- _Consignes_
**a.** D'après l'article sur le Venezuela, combien de personnes ont quitté le pays en trois ans ?
**b.** Repérez dans le listing chaque ligne qui contient la chaîne "tiled" et recopiez-la, en respectant la casse.

- _Extrait du document_
_____

14 février 2019

Fin de règne à Caracas : Le gouvernement de Nicolas Maduro au Venezuela est-il arrivé en bout de course ?

A l'interne, l'hyperinflation, l'effondrement économique et le virage autoritaire du régime tournent à la tragédie. Les classes populaires, bénéficiaires de la rente pétrolière sous Hugo Chávez, s'en détournent peu à peu et votent avec les pieds: en trois ans, trois millions de personnes ont quitté ce pays, près de 10% de la population. Les médias d'opposition sont réprimés, la justice inféodée, les élections manipulées. Pour contourner le Parlement où l'opposition détient la majorité depuis 2015, le régime a créé une Assemblée constituante fermée à l'opposition. C'est d'ailleurs du Parlement devenu le cœur de l'opposition au régime que Juan Guaido, président auto-proclamé ce 24 janvier, tient sa légitimité. Les forces armées, cubanisées, participent à la manne pétrolière ainsi qu'à l'import-export de produits licites ou illicites. Elles appuient encore Maduro. Mais de plus en plus de militaires passent à l'opposition ou désertent. Ils pourraient faire basculer le régime.

_____

- _Listing fourni_
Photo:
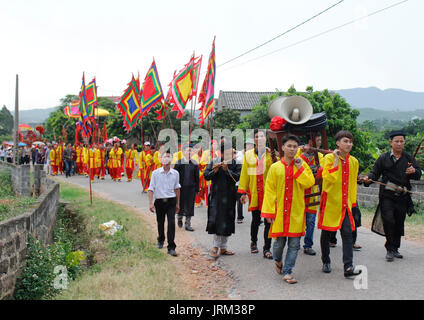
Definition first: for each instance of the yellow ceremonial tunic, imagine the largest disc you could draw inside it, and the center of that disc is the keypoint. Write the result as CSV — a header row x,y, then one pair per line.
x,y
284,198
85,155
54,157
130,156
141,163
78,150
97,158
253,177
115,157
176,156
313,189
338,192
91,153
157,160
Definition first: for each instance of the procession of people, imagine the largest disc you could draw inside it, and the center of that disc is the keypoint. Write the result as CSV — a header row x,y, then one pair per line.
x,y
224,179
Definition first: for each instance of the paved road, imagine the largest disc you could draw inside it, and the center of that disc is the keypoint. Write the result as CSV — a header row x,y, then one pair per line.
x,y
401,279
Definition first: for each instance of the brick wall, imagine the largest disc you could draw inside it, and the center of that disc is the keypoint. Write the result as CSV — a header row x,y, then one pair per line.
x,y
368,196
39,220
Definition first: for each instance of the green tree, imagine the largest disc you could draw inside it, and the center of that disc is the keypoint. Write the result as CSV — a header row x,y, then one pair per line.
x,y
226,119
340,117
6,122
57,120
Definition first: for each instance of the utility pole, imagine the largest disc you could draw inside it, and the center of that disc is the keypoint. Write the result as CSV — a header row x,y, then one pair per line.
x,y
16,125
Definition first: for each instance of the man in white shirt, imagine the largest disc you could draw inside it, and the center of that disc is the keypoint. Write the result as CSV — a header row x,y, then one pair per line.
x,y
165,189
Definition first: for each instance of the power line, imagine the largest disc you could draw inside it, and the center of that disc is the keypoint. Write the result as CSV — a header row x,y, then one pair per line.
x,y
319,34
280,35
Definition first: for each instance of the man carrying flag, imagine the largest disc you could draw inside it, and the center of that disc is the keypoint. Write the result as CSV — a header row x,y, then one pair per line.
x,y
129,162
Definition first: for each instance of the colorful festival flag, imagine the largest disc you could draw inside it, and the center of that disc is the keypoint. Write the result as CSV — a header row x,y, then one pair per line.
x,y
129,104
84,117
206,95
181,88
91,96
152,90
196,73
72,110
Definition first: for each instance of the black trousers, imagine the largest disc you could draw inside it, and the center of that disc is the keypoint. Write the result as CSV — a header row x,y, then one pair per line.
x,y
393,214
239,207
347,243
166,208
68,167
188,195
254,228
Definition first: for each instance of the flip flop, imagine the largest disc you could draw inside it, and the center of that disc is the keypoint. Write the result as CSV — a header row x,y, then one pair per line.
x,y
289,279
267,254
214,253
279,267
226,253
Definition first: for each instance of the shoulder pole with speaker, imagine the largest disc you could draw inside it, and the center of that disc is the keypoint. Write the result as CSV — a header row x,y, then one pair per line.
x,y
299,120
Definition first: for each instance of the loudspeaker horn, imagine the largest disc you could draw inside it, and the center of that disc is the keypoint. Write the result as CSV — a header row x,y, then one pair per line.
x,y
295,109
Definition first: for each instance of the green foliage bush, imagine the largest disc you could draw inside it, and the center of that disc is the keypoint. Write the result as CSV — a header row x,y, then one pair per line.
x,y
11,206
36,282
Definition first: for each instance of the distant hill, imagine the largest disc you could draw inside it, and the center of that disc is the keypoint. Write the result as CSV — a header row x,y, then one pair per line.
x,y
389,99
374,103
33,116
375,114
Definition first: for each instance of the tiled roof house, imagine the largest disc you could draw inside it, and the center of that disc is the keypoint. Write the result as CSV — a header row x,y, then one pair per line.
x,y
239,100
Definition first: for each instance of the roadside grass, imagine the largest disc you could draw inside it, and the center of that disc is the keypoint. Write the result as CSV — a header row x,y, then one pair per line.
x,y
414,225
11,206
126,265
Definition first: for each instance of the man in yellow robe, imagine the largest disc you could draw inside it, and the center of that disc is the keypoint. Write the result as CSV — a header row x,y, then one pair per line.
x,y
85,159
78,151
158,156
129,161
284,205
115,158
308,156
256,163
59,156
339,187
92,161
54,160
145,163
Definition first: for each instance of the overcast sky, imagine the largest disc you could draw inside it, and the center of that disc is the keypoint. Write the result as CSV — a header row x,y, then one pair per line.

_____

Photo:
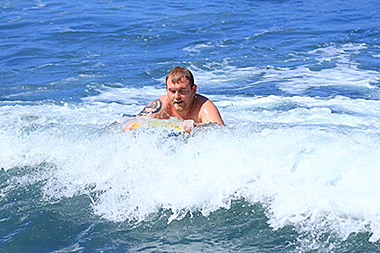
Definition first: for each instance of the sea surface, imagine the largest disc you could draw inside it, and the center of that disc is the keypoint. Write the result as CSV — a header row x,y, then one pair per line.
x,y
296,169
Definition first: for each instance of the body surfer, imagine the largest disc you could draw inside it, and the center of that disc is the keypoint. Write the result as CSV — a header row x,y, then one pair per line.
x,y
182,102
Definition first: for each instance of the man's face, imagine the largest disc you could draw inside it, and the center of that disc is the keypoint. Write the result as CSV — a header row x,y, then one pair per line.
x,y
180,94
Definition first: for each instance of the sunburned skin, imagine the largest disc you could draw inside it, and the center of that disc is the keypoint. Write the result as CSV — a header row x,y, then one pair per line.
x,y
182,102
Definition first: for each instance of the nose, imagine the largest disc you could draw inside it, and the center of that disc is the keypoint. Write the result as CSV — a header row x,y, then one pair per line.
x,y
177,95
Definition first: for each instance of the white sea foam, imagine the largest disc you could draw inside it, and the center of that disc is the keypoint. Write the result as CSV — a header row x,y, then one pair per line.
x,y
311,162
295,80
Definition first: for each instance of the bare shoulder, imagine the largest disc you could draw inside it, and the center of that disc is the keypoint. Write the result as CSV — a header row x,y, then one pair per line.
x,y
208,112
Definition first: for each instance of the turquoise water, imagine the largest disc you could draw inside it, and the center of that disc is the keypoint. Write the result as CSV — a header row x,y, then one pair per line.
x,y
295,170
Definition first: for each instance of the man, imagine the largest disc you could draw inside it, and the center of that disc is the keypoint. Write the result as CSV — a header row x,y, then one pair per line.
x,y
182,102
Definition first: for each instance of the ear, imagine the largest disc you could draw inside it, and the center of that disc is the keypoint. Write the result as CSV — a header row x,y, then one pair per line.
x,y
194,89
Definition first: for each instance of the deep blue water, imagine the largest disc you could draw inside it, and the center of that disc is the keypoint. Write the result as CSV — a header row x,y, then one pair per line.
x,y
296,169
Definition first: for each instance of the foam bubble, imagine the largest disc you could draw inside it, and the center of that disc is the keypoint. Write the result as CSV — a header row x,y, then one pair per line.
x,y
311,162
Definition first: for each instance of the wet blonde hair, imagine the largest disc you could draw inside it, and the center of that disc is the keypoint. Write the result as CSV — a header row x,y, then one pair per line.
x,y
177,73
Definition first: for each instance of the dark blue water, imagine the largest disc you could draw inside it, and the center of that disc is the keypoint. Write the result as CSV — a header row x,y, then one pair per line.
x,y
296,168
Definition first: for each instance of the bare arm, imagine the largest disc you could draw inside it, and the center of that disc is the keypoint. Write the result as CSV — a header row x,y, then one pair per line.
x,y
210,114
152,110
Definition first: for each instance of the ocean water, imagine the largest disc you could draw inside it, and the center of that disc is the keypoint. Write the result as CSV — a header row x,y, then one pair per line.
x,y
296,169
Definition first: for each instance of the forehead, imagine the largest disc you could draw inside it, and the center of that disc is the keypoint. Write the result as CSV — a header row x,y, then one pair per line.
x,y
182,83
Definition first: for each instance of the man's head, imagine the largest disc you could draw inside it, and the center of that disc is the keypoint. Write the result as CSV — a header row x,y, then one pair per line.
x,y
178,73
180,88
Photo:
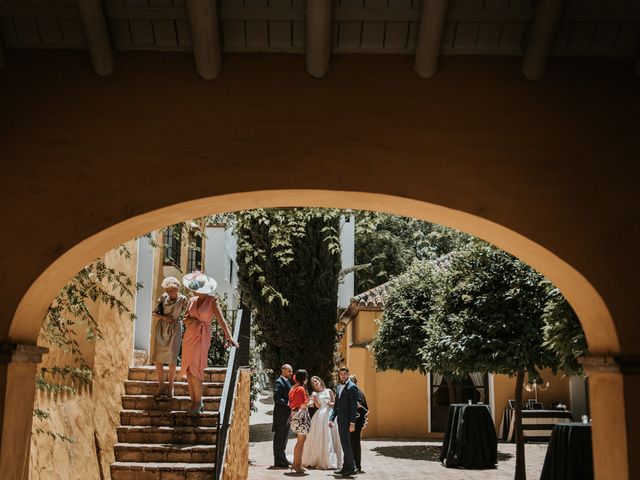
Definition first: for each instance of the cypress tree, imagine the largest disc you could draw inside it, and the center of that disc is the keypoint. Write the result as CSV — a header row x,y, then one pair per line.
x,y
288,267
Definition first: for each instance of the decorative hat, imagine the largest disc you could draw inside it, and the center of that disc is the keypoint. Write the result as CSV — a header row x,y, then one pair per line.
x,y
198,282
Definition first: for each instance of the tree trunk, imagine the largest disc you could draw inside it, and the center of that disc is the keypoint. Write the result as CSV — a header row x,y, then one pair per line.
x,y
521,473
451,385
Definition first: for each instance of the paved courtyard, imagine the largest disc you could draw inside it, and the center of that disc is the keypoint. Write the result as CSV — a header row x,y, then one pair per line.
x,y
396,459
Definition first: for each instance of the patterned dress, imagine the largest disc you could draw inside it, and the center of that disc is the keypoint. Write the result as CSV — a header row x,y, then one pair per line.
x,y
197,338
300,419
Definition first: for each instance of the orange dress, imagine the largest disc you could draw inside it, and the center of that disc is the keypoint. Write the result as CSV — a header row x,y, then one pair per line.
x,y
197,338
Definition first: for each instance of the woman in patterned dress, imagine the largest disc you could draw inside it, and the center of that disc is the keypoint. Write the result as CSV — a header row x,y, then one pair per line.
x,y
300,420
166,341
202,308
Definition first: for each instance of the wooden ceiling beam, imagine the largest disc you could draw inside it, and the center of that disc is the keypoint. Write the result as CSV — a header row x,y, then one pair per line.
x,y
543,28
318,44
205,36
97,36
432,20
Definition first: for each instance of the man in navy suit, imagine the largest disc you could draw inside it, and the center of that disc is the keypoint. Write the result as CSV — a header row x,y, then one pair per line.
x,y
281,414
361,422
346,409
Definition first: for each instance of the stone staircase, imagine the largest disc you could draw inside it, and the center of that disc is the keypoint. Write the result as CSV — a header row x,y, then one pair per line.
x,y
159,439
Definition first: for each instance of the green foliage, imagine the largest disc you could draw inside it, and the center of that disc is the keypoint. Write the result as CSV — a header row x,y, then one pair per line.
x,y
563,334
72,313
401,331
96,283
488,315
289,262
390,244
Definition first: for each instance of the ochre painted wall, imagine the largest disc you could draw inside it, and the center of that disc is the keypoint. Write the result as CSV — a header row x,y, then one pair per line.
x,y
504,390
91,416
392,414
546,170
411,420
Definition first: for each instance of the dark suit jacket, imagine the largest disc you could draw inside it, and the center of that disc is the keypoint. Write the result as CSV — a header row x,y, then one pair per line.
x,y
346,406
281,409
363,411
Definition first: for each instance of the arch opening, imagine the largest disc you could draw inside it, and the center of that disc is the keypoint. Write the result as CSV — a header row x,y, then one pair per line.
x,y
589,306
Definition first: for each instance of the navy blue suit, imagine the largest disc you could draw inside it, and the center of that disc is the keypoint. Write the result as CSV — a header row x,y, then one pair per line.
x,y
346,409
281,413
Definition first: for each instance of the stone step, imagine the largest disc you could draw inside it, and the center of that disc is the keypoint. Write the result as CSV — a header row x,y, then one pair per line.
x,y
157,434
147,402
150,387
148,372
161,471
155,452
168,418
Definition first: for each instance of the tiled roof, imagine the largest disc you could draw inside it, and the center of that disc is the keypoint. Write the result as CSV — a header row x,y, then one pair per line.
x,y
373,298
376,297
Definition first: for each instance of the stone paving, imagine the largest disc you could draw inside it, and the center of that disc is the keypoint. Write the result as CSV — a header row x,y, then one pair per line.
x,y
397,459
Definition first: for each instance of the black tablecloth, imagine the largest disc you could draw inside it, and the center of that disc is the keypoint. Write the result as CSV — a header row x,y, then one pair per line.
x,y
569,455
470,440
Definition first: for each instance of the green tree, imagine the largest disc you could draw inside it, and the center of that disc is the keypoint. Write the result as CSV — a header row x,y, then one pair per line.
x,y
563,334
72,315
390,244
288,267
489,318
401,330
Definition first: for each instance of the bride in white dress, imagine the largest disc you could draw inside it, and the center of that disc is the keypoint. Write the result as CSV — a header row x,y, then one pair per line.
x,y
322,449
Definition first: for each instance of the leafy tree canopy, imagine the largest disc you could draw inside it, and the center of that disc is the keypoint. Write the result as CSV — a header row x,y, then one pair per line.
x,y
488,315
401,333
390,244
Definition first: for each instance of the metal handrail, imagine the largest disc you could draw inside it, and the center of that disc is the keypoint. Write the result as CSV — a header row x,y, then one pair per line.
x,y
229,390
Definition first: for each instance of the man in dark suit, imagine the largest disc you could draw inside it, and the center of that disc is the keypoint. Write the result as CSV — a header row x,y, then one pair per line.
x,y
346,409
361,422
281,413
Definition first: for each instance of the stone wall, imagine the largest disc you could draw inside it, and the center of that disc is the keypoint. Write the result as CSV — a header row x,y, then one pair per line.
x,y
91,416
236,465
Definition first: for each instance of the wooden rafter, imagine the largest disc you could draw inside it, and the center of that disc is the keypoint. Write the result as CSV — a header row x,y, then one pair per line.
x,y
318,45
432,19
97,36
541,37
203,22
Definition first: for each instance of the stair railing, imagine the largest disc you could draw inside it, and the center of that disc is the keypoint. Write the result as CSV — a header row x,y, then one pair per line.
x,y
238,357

_____

- _Réponses_
**a.** Trois millions de personnes, soit près de 10 % de la population.

**b.**
Definition first: for each instance of the tiled roof house, imagine the largest disc you could draw inside it, and the center of that disc is the keypoint. Write the result as CSV — a header row x,y, then one pair per line.
Definition first: for each instance of the tiled roof, imagine the largest disc you could draw inside it, and the center of that disc is the keypoint. Write the result as CSV — a header row x,y, then one pair per line.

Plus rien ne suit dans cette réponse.